*** GIVEN ENTRIES

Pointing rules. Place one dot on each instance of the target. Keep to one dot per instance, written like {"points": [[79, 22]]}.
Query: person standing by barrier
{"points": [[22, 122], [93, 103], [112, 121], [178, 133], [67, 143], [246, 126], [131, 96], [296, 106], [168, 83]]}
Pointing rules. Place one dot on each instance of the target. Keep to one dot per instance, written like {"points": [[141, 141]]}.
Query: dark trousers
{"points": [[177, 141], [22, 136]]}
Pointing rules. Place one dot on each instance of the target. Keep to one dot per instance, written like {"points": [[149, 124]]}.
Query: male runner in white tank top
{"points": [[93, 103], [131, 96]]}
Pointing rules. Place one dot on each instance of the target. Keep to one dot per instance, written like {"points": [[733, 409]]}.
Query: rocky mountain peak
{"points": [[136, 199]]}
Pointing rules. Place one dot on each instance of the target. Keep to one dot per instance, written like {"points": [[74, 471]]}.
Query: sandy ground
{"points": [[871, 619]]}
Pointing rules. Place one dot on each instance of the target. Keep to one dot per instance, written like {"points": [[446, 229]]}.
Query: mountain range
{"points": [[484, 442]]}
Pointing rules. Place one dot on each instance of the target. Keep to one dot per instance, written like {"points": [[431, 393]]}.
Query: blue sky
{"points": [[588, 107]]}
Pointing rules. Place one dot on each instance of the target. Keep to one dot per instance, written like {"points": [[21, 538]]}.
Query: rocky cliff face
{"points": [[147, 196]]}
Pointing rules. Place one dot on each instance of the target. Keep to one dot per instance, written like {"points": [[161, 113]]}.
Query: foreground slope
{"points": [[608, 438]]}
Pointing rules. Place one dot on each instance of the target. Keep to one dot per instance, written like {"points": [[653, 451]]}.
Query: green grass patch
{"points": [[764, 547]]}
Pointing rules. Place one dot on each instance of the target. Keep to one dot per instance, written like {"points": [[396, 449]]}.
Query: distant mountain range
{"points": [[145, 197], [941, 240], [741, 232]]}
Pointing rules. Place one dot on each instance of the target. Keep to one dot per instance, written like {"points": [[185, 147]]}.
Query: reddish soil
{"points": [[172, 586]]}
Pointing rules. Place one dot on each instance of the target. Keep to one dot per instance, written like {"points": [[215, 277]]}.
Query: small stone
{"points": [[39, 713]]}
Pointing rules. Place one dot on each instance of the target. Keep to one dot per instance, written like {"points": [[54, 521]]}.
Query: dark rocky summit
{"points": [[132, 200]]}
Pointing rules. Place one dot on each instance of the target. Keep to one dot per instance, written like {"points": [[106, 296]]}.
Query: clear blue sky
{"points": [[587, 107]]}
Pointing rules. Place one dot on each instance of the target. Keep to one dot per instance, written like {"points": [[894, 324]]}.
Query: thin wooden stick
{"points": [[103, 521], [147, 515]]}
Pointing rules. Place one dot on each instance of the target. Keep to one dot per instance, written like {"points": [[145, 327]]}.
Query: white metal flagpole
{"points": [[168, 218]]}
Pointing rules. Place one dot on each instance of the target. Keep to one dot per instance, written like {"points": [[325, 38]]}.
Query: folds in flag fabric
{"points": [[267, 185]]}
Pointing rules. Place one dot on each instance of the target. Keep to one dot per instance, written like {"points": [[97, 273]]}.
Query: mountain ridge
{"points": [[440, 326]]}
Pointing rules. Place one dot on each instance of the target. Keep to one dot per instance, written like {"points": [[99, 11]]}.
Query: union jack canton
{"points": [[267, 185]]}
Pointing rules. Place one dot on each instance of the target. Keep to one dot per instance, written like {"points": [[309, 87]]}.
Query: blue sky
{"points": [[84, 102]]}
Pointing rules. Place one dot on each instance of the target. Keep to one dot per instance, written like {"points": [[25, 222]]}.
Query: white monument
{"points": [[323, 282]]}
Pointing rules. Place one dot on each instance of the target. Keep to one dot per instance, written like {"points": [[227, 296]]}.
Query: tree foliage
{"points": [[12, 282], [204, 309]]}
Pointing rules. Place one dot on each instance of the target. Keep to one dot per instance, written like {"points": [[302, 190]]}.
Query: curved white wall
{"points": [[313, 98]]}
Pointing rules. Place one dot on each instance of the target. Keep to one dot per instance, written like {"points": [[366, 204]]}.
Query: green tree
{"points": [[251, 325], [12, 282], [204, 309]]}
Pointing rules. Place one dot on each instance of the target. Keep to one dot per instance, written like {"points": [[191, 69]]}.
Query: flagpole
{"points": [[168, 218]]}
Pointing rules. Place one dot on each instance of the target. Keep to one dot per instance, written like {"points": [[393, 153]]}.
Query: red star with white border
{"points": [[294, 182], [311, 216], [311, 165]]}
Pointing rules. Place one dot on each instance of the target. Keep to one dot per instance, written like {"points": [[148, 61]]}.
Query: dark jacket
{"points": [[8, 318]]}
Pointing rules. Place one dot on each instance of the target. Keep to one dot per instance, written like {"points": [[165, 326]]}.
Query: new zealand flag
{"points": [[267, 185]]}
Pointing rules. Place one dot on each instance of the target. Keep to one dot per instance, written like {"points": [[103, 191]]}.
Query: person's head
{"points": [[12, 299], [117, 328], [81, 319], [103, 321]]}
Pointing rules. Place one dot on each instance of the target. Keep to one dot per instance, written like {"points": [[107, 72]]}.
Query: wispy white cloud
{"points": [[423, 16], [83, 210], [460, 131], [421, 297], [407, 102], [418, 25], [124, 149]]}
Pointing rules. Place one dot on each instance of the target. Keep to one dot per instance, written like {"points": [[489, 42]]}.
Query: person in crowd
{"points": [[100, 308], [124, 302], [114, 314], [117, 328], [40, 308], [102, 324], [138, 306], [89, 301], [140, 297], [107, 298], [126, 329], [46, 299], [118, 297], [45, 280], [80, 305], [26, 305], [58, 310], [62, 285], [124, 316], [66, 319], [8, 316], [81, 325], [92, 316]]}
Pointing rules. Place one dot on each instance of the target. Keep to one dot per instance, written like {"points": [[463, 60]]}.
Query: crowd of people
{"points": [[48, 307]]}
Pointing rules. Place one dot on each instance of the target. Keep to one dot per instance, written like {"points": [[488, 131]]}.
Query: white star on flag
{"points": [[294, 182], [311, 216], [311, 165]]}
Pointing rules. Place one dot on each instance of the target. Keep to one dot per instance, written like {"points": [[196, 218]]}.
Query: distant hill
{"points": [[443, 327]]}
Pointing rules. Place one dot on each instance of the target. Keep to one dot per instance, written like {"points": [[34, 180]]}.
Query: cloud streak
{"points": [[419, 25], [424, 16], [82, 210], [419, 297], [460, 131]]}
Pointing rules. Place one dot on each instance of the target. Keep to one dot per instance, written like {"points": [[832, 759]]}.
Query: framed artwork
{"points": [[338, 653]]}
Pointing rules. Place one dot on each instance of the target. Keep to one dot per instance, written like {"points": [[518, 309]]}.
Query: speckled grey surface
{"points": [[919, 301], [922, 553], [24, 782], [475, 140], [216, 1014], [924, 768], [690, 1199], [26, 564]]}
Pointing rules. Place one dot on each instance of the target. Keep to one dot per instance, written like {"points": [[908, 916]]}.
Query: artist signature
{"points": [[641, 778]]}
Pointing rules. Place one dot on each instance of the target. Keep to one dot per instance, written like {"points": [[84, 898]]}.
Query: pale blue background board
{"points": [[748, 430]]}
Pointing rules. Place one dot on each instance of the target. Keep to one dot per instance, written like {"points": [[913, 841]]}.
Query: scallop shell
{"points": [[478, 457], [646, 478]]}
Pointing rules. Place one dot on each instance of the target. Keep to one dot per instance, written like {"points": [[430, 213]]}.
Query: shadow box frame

******

**REQUIRED WORK**: Please transcribe exactly the line containing "Query: crowd of people" and every line after it to the end of the data, and no other lines.

**SOLUTION BELOW**:
Query: crowd of people
{"points": [[48, 307]]}
Pointing rules. Place one dot on each instance of the target. Keep to one dot per instance, written like {"points": [[488, 131]]}.
Query: white star on flag
{"points": [[294, 182], [311, 216], [311, 165]]}
Pointing rules. Place one dot on each instance of the target. Keep to one dot per instance, written like {"points": [[196, 218]]}.
Query: distant hill
{"points": [[443, 327]]}
Pointing rules. Place one dot on each instance of the target. Keep to one dot per instance, written like {"points": [[34, 180]]}.
Query: cloud streak
{"points": [[419, 25], [424, 16], [82, 210], [419, 297], [460, 131]]}
Pointing rules. Place one dot on each instance of the target. Keep to one dot per instance, written like {"points": [[832, 759]]}.
Query: framed artwork
{"points": [[338, 653]]}
Pointing rules. Place one dot on each instance of the target. Keep to one dot per instance, written like {"points": [[518, 309]]}.
Query: speckled grey surface
{"points": [[919, 301], [922, 553], [24, 782], [475, 140], [216, 1014], [924, 768], [690, 1199], [26, 564]]}
Pointing rules. Place one dot on each instance of the target. Keep to one dot per instance, written like {"points": [[908, 916]]}.
Query: artist signature
{"points": [[641, 778]]}
Pointing rules. Place one dot on each instance of the target. Keep to one dot per instance, written like {"points": [[84, 898]]}.
Query: pale blue background board
{"points": [[748, 430]]}
Pointing rules. Place one dot on each instance of the target. Keep to one dot per instance, written like {"points": [[913, 841]]}.
Query: scallop shell
{"points": [[478, 457], [646, 478]]}
Pointing rules. Place one dot on each instance of the target. Keep to one dot per instance, written like {"points": [[430, 213]]}.
Query: shadow box frame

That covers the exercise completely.